▸ Directions
Decide whether each statement agrees with the commentary on Parashas Chukas, answering yes or no and quoting the words of the commentary that settle it. 1. Miriam and Aaron both die in this week's sedra. 2. King Solomon found an explanation for the mitzvah of the para adoma. 3. The rationale behind the laws of the para adoma was revealed to Moshe at Mount Sinai.

▸ Text shown
===============

Written by Daniel Sandground

Parashas Chukas – Wisdom through Ignorance :

This week’s sedra is Parashas Chukas and it is literally over-flowing with key events from our time in the Midbar/desert during those fateful forty years of wandering. Both Miriam and Aaron die in our sedra this week and the Torah describes the infamous event of Moshe’s error in the hitting of the rock which comes as an indirect consequence to Miriam’s death. The sedra then veers into an account of the wars which occurred during our final years in the Midbar which include the attack of the Amalek, the battle with Sihon the king of the Amorite and the final battle with Og, king of Bashan who was of course a humongous giant…yes in the physical sense.

The parasha begins with the very interesting laws regarding the famous פרה אדמה/para adoma, known to us common folk as the red heifer. This is also a prime example of a ‘חקת התורה/chukas hatorah’… a decree of the Torah, meaning that it is beyond human intellect to fully understand it. The Ramban explains how this particular type of chukas, the para adoma, incites the taunts of heretics as it has this innate indistinguishable logic to it. The rationale of the laws behind the para adoma were divinely revealed to Moshe at Mount Sinai and even King Solomon, who researched the reasons behind all the mitzvahs and was successful in finding explanations for all of them, professed that this mitzvah was incomprehensible to him. The Midrash tells us that this deficiency was the source of his famous statement in Koheles [7:23] that… “I thought I would get wisdom, but it (the understanding of the mitzvah of the para adoma) is far from me”. When we consider the fact that King Solomon was blessed with “very much wisdom and understanding and breadth and knowledge like the sand that is on the sea shore” (from Kings I [5:9]) we can realise how incredible a talmid he was and therefore all the more so how much of a chuka the para adoma is for him not to have fully understood it.

===============

▸ Entries from a dataset
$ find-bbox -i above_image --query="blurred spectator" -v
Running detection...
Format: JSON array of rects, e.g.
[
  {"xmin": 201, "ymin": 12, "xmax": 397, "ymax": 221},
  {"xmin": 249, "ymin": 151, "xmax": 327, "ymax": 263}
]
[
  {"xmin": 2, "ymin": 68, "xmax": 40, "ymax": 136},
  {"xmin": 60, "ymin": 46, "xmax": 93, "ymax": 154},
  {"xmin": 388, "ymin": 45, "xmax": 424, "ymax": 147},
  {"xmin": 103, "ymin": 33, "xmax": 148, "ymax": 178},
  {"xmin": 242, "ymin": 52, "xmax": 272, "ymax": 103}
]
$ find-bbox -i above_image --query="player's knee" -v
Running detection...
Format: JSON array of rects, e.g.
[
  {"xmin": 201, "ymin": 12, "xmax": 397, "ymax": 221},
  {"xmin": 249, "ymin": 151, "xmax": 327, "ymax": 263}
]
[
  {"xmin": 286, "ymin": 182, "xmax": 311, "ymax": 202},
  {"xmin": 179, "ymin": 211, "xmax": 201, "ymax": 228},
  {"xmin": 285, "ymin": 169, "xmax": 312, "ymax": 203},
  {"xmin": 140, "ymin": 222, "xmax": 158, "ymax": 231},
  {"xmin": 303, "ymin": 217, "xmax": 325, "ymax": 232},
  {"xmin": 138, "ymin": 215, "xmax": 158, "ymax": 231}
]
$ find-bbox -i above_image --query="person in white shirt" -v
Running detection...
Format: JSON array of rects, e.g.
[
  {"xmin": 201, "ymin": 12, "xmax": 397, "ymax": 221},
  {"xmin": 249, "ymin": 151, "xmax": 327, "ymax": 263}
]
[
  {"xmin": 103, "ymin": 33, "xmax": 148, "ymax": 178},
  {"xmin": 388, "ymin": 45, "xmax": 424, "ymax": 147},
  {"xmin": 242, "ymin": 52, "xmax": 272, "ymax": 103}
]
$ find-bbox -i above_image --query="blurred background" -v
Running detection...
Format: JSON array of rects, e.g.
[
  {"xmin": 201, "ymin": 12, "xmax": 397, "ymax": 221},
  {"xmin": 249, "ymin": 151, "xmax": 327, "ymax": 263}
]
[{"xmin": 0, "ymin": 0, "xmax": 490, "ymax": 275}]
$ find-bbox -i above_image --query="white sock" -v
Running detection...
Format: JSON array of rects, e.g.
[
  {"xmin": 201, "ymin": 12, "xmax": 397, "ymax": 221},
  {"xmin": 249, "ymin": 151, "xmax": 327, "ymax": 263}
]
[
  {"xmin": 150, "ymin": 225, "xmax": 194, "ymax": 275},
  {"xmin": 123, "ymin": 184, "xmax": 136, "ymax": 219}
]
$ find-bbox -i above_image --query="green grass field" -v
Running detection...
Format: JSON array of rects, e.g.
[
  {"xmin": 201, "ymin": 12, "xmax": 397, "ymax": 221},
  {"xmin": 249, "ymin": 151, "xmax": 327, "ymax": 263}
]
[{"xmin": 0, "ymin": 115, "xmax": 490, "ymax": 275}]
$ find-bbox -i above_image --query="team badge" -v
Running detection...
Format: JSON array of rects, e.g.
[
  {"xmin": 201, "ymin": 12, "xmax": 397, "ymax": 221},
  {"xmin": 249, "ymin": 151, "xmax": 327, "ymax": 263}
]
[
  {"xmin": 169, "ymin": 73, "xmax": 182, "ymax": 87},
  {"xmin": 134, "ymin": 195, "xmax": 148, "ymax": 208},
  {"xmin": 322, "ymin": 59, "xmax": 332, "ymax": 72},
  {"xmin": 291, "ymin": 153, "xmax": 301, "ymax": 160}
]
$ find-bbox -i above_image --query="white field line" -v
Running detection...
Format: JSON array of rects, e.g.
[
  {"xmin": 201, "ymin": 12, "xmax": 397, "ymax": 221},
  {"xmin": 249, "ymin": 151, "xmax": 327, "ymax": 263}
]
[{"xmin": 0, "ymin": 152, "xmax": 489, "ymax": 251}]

===============

▸ Answer to the task
1. Yes: "Both Miriam and Aaron die in our sedra this week"
2. No: "professed that this mitzvah was incomprehensible to him"
3. Yes: "The rationale of the laws behind the para adoma were divinely revealed to Moshe at Mount Sinai"